#### Task goal:
Please reproduce word for word the lines in the entries between the line holding "the man with" and the line holding "pixel 731 250", inclusive.

Object pointing dataset rows
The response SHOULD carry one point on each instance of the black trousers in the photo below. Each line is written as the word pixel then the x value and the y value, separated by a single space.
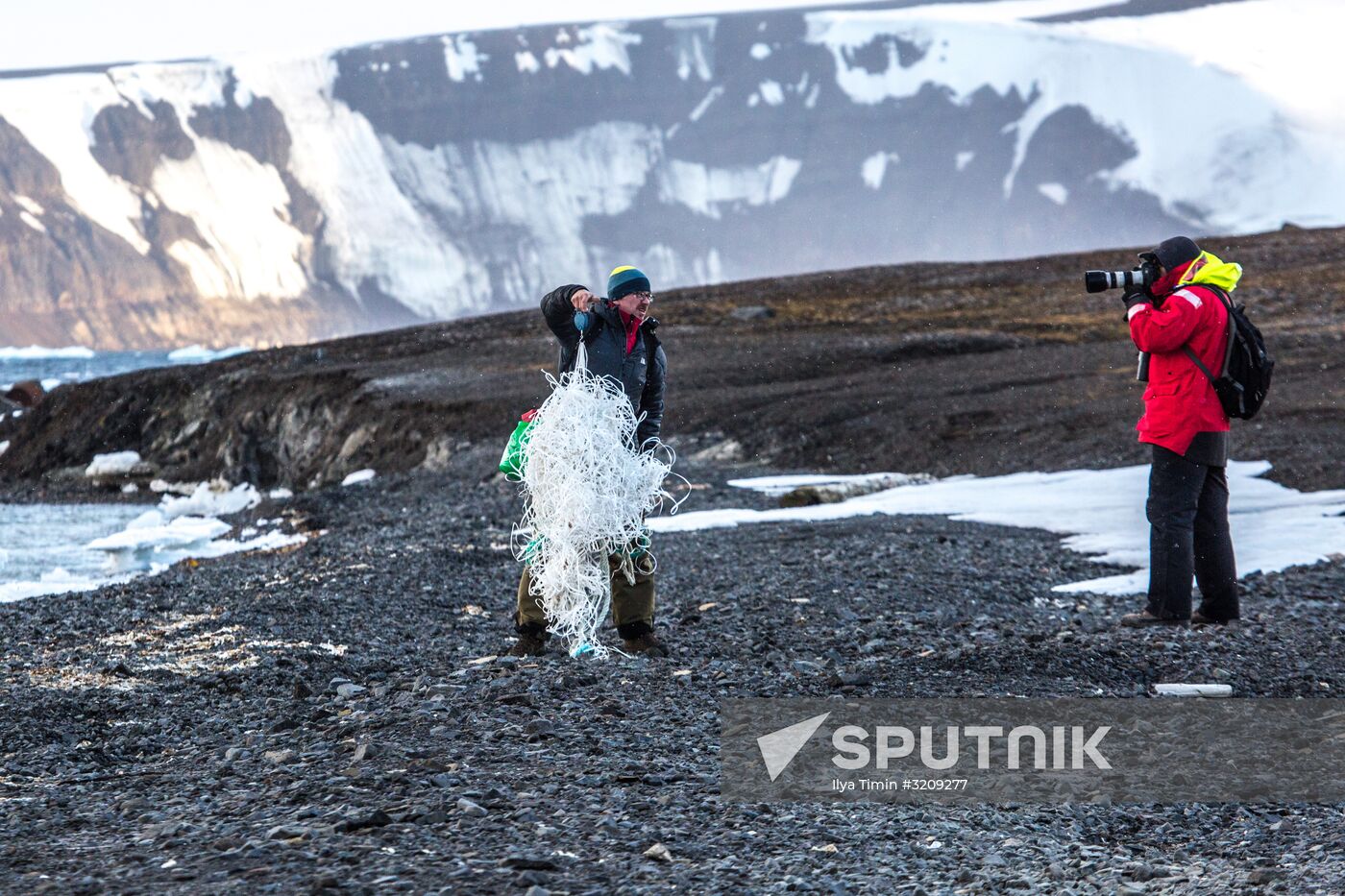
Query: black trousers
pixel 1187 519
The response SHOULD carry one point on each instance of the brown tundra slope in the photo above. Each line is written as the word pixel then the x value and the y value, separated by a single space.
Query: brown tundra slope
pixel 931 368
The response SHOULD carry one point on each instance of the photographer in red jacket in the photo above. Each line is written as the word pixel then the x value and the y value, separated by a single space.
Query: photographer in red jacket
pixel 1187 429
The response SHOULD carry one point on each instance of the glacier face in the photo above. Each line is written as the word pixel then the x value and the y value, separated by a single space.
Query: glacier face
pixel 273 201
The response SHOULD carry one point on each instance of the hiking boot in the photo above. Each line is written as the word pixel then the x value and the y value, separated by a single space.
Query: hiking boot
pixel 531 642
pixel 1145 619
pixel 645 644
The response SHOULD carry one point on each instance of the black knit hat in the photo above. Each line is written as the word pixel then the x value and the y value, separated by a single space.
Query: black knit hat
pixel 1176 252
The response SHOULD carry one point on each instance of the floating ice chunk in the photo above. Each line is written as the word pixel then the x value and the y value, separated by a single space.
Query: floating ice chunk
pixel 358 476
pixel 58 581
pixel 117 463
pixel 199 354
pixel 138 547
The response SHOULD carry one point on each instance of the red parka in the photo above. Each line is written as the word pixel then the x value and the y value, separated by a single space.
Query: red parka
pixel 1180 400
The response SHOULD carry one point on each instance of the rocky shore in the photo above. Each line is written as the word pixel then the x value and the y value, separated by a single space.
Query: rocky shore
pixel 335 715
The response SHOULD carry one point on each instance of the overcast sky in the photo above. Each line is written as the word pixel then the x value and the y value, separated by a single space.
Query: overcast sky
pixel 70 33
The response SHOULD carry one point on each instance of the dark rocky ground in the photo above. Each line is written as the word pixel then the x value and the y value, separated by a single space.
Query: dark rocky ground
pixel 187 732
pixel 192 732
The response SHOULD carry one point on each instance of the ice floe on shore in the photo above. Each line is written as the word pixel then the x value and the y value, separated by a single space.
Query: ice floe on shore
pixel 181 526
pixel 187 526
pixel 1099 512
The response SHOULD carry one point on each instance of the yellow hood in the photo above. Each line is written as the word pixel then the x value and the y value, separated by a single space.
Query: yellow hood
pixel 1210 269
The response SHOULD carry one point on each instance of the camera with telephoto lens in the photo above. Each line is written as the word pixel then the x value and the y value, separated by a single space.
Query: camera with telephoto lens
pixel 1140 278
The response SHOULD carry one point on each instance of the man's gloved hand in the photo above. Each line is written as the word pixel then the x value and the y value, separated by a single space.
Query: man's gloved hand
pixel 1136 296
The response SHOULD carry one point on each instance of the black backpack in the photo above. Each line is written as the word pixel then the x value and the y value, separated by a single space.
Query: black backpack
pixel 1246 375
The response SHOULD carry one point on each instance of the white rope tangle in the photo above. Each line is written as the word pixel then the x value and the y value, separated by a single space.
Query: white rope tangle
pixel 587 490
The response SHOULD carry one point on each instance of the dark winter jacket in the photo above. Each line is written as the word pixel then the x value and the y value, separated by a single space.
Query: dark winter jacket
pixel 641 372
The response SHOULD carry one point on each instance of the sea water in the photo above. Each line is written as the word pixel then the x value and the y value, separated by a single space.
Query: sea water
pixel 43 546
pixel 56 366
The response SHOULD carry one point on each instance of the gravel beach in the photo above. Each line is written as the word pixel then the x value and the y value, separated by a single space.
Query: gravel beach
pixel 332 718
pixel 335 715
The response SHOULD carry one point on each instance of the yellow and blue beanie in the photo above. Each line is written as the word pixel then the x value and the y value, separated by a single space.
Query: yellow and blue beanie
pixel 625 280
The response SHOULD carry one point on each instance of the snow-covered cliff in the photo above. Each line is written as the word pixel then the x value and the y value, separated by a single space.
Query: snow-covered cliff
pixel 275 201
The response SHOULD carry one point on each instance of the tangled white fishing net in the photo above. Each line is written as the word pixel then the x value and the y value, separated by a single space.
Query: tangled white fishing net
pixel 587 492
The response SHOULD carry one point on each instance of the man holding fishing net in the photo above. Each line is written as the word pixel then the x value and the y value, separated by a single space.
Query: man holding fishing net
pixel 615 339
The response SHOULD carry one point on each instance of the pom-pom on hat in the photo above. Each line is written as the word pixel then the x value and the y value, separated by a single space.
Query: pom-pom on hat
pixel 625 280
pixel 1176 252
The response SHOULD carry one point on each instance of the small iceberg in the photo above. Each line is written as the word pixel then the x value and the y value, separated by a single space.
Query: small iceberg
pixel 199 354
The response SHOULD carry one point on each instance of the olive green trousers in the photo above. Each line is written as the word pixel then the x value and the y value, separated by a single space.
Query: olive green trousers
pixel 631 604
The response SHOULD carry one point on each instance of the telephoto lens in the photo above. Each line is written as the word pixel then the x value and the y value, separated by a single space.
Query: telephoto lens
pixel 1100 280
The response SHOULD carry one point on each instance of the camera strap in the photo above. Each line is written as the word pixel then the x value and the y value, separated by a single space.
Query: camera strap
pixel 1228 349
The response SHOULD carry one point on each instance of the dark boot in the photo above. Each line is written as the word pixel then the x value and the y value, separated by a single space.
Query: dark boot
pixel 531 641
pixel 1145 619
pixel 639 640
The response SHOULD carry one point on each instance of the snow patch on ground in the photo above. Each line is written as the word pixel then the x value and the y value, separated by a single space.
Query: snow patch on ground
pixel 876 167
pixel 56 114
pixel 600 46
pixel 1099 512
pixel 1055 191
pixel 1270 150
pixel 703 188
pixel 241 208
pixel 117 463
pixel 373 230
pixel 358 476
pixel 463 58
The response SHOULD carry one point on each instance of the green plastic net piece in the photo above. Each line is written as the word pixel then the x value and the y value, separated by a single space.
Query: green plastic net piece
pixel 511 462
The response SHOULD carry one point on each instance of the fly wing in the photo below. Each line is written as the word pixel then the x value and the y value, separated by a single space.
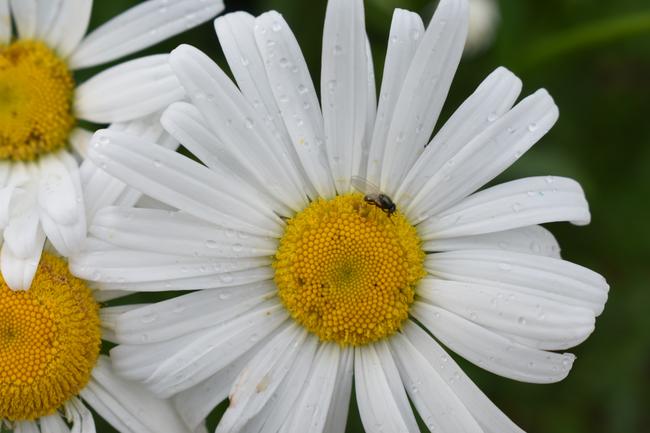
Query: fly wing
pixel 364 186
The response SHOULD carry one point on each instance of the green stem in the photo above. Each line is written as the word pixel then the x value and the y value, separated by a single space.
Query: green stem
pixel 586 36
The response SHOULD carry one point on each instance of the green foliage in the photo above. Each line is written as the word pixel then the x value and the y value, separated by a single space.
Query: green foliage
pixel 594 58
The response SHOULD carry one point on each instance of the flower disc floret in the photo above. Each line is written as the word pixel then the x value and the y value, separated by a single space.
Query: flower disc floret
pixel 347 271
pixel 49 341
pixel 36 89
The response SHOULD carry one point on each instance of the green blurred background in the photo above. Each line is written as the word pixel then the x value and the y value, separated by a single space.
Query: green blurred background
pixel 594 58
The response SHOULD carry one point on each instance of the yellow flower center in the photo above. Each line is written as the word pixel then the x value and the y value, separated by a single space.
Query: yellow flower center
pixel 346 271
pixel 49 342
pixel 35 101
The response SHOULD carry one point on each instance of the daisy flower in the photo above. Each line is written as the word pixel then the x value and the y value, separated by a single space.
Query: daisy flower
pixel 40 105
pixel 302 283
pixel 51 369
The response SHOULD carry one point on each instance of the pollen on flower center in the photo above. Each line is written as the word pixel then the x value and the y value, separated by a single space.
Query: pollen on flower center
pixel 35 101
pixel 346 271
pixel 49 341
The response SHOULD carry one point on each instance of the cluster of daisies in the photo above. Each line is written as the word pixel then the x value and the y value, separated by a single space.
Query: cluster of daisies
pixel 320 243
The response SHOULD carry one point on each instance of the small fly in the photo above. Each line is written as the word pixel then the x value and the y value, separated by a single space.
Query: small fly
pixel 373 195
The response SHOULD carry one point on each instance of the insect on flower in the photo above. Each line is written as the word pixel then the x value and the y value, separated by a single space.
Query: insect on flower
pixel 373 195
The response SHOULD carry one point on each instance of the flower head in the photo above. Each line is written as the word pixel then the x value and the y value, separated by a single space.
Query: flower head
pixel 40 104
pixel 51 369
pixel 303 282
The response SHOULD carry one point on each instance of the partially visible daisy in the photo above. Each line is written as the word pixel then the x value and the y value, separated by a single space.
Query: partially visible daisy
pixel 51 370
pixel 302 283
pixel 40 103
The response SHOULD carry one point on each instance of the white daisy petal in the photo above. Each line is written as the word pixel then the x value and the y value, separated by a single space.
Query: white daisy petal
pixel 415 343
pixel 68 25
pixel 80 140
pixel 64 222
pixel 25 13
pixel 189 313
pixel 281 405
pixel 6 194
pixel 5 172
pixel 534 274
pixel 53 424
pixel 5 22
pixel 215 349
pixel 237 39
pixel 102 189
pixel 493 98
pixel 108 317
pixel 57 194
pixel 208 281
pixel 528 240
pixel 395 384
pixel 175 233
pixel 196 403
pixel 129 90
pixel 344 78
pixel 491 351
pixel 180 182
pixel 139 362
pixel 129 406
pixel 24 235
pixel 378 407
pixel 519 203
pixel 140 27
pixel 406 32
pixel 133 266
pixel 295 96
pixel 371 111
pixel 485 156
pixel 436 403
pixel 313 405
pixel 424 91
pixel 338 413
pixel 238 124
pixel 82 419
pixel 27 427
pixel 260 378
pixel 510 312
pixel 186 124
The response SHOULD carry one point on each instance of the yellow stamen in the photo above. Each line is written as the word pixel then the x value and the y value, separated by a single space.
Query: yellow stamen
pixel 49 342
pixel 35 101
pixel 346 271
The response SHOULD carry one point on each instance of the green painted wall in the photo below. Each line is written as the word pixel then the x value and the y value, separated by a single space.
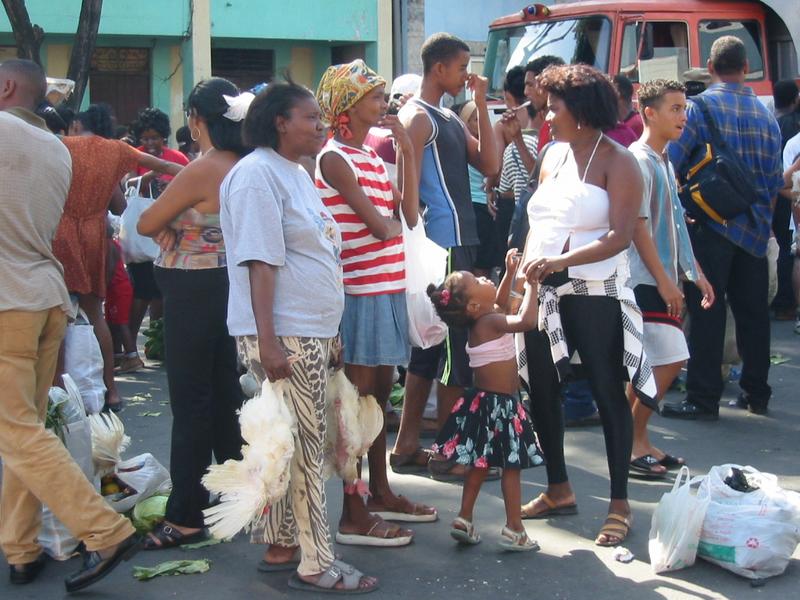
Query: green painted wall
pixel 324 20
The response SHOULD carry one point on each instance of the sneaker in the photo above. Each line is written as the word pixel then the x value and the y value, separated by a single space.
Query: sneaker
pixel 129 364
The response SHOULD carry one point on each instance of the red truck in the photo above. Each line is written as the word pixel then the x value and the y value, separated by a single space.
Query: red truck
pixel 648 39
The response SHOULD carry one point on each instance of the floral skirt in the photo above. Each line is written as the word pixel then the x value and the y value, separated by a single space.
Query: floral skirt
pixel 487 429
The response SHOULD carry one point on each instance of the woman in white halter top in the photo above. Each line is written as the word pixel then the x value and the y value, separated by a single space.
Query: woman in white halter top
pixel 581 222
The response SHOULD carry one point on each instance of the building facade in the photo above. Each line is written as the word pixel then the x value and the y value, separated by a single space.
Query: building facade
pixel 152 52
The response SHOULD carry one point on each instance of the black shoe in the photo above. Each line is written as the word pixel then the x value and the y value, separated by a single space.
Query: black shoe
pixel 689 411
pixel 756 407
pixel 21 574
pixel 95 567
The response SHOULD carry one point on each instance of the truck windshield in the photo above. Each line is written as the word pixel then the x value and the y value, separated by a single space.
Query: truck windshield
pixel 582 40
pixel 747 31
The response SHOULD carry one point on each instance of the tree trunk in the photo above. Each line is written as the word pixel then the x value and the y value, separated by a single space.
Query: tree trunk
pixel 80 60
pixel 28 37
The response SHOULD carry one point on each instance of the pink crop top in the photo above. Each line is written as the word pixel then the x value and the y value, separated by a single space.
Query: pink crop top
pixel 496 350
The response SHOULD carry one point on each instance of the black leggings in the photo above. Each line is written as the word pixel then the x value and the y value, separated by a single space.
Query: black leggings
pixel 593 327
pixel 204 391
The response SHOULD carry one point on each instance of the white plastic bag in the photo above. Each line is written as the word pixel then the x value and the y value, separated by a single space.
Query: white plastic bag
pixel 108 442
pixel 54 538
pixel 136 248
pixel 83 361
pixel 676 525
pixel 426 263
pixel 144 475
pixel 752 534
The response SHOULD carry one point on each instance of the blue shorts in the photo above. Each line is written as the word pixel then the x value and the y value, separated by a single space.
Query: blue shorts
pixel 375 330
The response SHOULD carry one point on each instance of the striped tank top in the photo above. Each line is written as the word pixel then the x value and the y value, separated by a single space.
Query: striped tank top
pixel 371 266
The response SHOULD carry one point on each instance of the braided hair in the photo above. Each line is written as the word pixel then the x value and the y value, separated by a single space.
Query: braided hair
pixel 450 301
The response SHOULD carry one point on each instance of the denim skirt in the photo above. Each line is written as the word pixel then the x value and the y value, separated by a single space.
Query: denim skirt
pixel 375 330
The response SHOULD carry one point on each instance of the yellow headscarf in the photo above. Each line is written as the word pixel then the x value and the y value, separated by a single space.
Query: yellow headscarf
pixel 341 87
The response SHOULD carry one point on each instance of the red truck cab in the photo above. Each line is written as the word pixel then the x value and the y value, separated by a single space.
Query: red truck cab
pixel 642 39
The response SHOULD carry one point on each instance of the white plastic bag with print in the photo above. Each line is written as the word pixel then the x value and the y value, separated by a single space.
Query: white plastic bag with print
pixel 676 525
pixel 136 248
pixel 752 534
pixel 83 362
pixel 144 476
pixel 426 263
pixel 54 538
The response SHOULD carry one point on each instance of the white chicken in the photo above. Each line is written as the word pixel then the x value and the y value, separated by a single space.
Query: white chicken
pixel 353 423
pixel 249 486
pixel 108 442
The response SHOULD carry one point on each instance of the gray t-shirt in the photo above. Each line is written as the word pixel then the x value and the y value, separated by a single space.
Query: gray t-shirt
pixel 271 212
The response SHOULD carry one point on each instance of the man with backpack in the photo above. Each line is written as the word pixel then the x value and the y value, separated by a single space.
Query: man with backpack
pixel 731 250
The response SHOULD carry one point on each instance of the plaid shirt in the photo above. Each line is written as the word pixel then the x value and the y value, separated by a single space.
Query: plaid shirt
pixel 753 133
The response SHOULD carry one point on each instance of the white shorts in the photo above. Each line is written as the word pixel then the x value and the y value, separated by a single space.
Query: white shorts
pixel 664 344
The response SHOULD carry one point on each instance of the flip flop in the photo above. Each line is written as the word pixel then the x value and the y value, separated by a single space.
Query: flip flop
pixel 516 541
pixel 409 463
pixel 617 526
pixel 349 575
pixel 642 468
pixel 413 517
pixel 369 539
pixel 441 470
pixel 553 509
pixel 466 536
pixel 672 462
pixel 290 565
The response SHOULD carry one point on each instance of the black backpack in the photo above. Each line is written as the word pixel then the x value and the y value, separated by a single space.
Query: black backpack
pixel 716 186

#### Complete response:
The response SHOULD carry one point on each instance of the man with backpack in the photo above. Each line is written as the word pixel then the x value and the y value, separated by a single space.
Query: man with backpack
pixel 731 250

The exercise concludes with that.